(Records for pointing at named objects)
## Begin

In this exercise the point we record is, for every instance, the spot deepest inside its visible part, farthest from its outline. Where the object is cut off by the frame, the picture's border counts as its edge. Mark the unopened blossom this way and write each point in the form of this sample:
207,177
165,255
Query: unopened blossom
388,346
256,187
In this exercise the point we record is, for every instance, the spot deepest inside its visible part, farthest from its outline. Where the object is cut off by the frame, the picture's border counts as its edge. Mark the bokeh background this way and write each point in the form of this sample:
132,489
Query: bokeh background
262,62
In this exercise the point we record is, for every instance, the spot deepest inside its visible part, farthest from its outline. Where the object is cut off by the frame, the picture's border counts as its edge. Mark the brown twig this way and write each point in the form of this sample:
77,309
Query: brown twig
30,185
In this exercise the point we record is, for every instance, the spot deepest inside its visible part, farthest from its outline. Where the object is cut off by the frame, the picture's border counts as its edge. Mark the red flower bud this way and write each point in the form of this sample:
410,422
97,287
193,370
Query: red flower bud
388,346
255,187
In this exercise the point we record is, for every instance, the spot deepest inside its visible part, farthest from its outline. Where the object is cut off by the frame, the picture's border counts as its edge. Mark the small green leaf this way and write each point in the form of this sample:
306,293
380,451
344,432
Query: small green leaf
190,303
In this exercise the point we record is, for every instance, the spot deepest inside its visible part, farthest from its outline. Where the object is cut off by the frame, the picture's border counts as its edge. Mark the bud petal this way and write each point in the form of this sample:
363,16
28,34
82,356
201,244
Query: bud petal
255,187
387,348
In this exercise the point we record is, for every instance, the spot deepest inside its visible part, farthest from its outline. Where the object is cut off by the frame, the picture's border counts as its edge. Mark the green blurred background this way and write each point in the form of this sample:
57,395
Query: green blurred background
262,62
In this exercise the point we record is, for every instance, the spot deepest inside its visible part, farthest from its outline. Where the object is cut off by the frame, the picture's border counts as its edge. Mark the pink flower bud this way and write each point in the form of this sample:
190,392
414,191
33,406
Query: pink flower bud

## End

● **Work to be completed**:
Resize the lines starting at the one containing "Mark the bud" and ending at the last line of the records, both included: give every line again, multiplying each point coordinate in the answers by 0.8 and rounding to whole numbers with halves rounded up. Keep every other number and all other wording unchanged.

● **Correct result**:
In this exercise the point we record is, for every instance, the spot deepest inside its visible part, farthest from its outline. Where the object is cut off by the frame, the picture's border counts as its edge. Mark the bud petal this way and write each point in the form of this sample:
363,16
28,34
82,356
201,244
Query: bud petal
204,150
310,278
In this exercise the point we record is, for every instance, the spot deepest inside its visible part, farthest from its outline. Where the object is cut off by the frame, the picture's border counts as its edge. Mark the green blurred background this way and write each point in the form of this sample:
57,395
Query: green blurred background
210,50
In this exercise the point we record is, for every instance, the spot deepest inside its visible part, farthest from its outline. Where the object is cut off by the frame, the picture's border counts as its edge. Mark the pink flower bud this way and write each point in the form of this sample:
190,392
414,191
33,406
Query: pink flower bud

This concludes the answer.